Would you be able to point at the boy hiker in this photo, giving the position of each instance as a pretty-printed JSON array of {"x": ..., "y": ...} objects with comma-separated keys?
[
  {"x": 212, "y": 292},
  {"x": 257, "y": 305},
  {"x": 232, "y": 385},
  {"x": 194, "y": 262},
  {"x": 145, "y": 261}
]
+++
Brief: Retype everything in the material above exactly.

Exercise response:
Would you be able to point at the boy hiker in this photo, giving the position of each instance as a pretty-printed JSON array of {"x": ..., "y": ...} objects with comma-separated keys?
[
  {"x": 212, "y": 292},
  {"x": 257, "y": 305},
  {"x": 232, "y": 385},
  {"x": 194, "y": 262},
  {"x": 145, "y": 261}
]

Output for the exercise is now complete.